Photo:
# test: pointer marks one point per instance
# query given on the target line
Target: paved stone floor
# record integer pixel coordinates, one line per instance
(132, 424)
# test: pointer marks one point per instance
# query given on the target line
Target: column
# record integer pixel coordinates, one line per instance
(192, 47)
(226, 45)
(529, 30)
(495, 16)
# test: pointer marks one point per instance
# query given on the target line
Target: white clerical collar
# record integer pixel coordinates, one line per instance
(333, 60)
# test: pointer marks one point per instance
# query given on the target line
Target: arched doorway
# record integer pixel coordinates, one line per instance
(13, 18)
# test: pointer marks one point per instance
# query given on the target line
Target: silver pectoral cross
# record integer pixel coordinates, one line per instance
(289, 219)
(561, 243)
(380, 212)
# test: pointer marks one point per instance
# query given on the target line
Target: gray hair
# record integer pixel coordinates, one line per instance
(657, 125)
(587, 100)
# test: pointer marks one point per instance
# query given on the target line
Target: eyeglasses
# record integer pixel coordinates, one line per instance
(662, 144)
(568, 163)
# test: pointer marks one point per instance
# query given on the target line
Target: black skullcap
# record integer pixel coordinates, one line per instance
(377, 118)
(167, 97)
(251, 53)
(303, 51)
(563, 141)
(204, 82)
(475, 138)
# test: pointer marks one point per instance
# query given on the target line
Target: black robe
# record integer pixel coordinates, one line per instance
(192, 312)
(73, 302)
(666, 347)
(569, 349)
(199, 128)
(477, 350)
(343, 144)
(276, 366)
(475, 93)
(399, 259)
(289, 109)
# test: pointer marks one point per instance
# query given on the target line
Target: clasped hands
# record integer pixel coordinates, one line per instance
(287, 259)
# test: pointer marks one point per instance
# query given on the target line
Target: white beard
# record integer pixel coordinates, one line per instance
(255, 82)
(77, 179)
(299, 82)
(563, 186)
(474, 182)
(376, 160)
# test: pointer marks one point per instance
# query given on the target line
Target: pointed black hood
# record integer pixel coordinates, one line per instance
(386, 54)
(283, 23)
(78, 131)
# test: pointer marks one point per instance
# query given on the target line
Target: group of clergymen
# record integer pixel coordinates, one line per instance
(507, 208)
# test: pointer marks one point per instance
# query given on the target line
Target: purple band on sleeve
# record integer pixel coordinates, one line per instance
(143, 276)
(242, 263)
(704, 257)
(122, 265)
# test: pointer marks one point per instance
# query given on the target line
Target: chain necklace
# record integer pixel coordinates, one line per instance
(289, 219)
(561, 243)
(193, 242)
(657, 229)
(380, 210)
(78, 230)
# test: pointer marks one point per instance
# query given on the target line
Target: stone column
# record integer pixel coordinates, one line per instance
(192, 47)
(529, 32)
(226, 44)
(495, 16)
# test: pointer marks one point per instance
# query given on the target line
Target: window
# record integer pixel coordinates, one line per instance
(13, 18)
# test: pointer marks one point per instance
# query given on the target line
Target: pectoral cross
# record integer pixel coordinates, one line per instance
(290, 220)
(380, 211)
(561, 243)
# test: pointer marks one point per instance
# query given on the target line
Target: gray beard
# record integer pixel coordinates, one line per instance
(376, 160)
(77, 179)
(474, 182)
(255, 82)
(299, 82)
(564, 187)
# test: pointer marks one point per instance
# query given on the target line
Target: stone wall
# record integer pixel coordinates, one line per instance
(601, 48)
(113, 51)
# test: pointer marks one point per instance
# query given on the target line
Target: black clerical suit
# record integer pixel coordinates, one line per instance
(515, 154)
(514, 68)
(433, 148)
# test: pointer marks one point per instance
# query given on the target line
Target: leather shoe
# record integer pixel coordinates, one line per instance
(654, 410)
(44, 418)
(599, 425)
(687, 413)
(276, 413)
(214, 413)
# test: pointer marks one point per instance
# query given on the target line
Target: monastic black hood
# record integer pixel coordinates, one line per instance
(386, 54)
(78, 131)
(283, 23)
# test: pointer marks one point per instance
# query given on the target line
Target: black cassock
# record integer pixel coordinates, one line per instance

▶ _Given request_:
Each entry must be reproduced verbatim.

▶ _Response to this exercise_:
Photo:
# test: pointer marks one point per instance
# query given on the target line
Target: paved stone floor
# record integer pixel coordinates, one line per instance
(132, 424)
# test: pointer marks one point per instance
# query given on the target line
Target: column
# record integer pixel coordinates, one line per instance
(192, 47)
(226, 45)
(529, 30)
(495, 16)
# test: pointer marks one point per instance
# query given on the target line
Target: white clerical collar
# record integer pixel coordinates, one line per instance
(333, 60)
# test: pointer marks one point per instance
# query given on the target line
Target: arched doorway
# record integer pixel coordinates, one line per instance
(13, 18)
# test: pointer marks one point per instance
# query given on the target line
Target: silver pectoral cross
# record integer pixel coordinates, one line per instance
(289, 219)
(561, 243)
(380, 212)
# test: pointer marks one point per instance
# query given on the target line
Target: gray hair
# record integer pixel coordinates, one line per instance
(657, 125)
(587, 100)
# test: pointer marks one point per instance
# query given on the target line
Target: eyeglasses
# record integer pixel coordinates, one line per instance
(662, 144)
(568, 163)
# test: pointer marks one point per instance
# query given on the target line
Target: black skullcap
# record integer pixel coordinates, one line per instance
(377, 118)
(167, 97)
(251, 53)
(303, 51)
(563, 141)
(204, 82)
(475, 138)
# test: pointer marks one point per instance
# query given on the target line
Target: black robe
# record integer pixel coordinates, one line per instance
(192, 312)
(73, 302)
(666, 347)
(569, 349)
(199, 128)
(477, 350)
(343, 144)
(276, 366)
(475, 93)
(399, 259)
(289, 109)
# test: pointer marks one point per instance
# query given on the target line
Target: clasped hands
# record integer pixel coordinates, one line per instance
(287, 259)
# test: pointer marks one point per instance
# query given on the target line
Target: white beard
# record integer pixel coordinates, one line per instance
(255, 82)
(77, 179)
(299, 82)
(563, 186)
(474, 182)
(376, 160)
# test: pointer marks one point per instance
# query given on the target line
Target: pointed black hood
# record integer pixel coordinates, one line per instance
(386, 54)
(283, 23)
(78, 131)
# test: pointer marks one point per instance
# query given on the target line
Target: group of clergymen
# record integer pixel coordinates, one line per instance
(507, 208)
# test: pointer marks one point per instance
# query given on the target line
Target: purple band on sleeve
# record integer pixel coordinates, one line per instance
(143, 276)
(242, 263)
(704, 257)
(122, 265)
# test: pointer marks one point per instance
# query given on the target line
Target: chain necklace
# record integer pixel coordinates, one line per instance
(289, 219)
(561, 243)
(193, 242)
(657, 229)
(380, 210)
(78, 230)
# test: pointer marks one point per instance
# query given on the target line
Target: stone column
# record integer pixel coordinates, one line per instance
(192, 47)
(529, 32)
(226, 44)
(495, 16)
# test: pointer marks one point per instance
# query given on the target line
Target: window
# record integer pixel coordinates, one line per instance
(13, 18)
# test: pointer marks one point per instance
# query given on the target line
Target: pectoral cross
# record integer pixel coordinates, one line per instance
(290, 220)
(380, 211)
(561, 243)
# test: pointer marks one point per instance
# query given on the target line
Target: gray beard
# record integer pixel coordinates, one line per instance
(376, 160)
(77, 179)
(474, 182)
(255, 82)
(299, 82)
(564, 187)
# test: pointer marks one point per instance
# query given on the target line
Target: stone wall
# record integer pixel coordinates, one line per instance
(601, 48)
(113, 51)
# test: pointer marks one point per instance
# query given on the target line
Target: black clerical suit
# record integer pixel coordinates, one line per instance
(515, 154)
(514, 68)
(433, 148)
# test: pointer marks one point per instance
# query given on the target line
Target: leather shoe
# record integer pixel coordinates, one line per instance
(654, 410)
(44, 418)
(599, 425)
(687, 413)
(276, 413)
(214, 413)
# test: pointer marks one point per instance
# query given on the target line
Target: monastic black hood
# record integer pixel coordinates, one line per instance
(386, 54)
(78, 131)
(283, 23)
# test: pointer marks one point per instance
# query given on the target line
Target: black cassock
# record integer pixel coordinates, one line per instance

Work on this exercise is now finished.